■ GIVEN EXERCISE
Put the lines of the listing below into a JSON list of strings, one string per line with blank lines left out, starting with the line that contains "Would you mind pointing out the cap" and going on through the last line of the listing.
══════════════════════════════
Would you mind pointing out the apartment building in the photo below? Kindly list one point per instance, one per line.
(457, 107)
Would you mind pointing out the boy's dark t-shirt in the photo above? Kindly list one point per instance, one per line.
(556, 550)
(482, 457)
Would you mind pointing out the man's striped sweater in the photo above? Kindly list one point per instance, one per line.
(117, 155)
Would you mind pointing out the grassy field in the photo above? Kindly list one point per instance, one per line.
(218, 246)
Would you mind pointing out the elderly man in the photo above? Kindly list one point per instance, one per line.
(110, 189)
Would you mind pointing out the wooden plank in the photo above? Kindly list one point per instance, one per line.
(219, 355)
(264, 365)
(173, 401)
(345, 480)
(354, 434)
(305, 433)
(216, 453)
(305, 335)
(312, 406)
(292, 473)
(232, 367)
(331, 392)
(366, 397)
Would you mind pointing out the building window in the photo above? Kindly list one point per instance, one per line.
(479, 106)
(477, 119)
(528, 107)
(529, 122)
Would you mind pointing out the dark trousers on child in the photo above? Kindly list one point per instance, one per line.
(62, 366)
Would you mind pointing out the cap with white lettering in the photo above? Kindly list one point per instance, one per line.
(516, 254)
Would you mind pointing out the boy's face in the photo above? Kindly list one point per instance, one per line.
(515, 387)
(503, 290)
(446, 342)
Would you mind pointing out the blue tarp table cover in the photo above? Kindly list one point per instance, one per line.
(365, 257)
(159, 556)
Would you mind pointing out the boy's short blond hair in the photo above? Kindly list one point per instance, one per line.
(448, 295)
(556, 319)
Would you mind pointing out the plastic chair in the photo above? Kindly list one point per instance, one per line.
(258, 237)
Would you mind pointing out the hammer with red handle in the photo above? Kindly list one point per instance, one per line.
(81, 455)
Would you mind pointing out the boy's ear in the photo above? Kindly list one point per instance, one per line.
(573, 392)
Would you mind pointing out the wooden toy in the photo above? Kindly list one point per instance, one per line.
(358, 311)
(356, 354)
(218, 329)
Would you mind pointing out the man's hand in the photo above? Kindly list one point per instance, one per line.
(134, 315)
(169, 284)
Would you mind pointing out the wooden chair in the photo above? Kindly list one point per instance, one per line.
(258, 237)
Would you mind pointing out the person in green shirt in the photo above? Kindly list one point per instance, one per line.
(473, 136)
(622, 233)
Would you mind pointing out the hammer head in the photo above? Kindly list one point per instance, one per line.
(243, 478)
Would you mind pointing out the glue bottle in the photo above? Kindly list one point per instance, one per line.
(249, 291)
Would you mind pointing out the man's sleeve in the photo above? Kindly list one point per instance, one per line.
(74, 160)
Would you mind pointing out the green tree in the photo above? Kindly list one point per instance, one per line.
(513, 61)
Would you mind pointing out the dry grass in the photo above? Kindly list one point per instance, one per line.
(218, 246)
══════════════════════════════
■ THE RESPONSE
[
  "Would you mind pointing out the cap with white lettering in the photo above? Kindly list one point per instance, one per line.",
  "(516, 254)",
  "Would you mind pointing out the boy's face in the photo above? Kindly list one point per instance, one per line.",
  "(515, 387)",
  "(503, 290)",
  "(446, 342)",
  "Would you mind pointing out the blue tarp table cover in the photo above? Kindly list one point per instance, one per line.",
  "(365, 257)",
  "(159, 556)",
  "Would you mind pointing out the boy's short blond hair in the photo above? Kindly list one point per instance, one per line.",
  "(448, 295)",
  "(556, 319)",
  "Would you mind pointing out the plastic chair in the photo above? Kindly list one point per instance, one per line.",
  "(258, 237)",
  "Would you mind pointing out the hammer with red handle in the photo above? Kindly list one point per instance, one per line.",
  "(81, 455)",
  "Would you mind pointing out the boy's ear in the photo above? Kindly list one point per instance, one per line.",
  "(573, 392)",
  "Would you mind pointing out the wooden toy in the photo above? Kindly list one point per instance, one per line.",
  "(358, 311)",
  "(356, 354)",
  "(218, 329)",
  "Would you mind pointing out the man's hand in the photo above? Kindly list one point per instance, one per line.",
  "(134, 315)",
  "(169, 284)",
  "Would you mind pointing out the wooden chair in the photo above? Kindly list one point per instance, one per line.",
  "(258, 237)",
  "Would you mind pointing out the person in green shirt in the photo above? Kindly list one point per instance, one per line.",
  "(473, 136)",
  "(622, 233)",
  "Would you mind pointing out the hammer head in the photo above? Kindly list one point per instance, one per line.",
  "(243, 478)",
  "Would you mind pointing out the glue bottle in the photo above? Kindly list one point per instance, one per line.",
  "(249, 291)",
  "Would you mind pointing out the man's sleeve in the photo above? Kindly list one point per instance, one per line.",
  "(74, 160)",
  "Would you mind pointing out the green tree in the photo above? Kindly list one point per instance, one per line.",
  "(513, 61)",
  "Would you mind pointing out the dry grass in the photo above? Kindly list one point per instance, one per line.",
  "(218, 246)"
]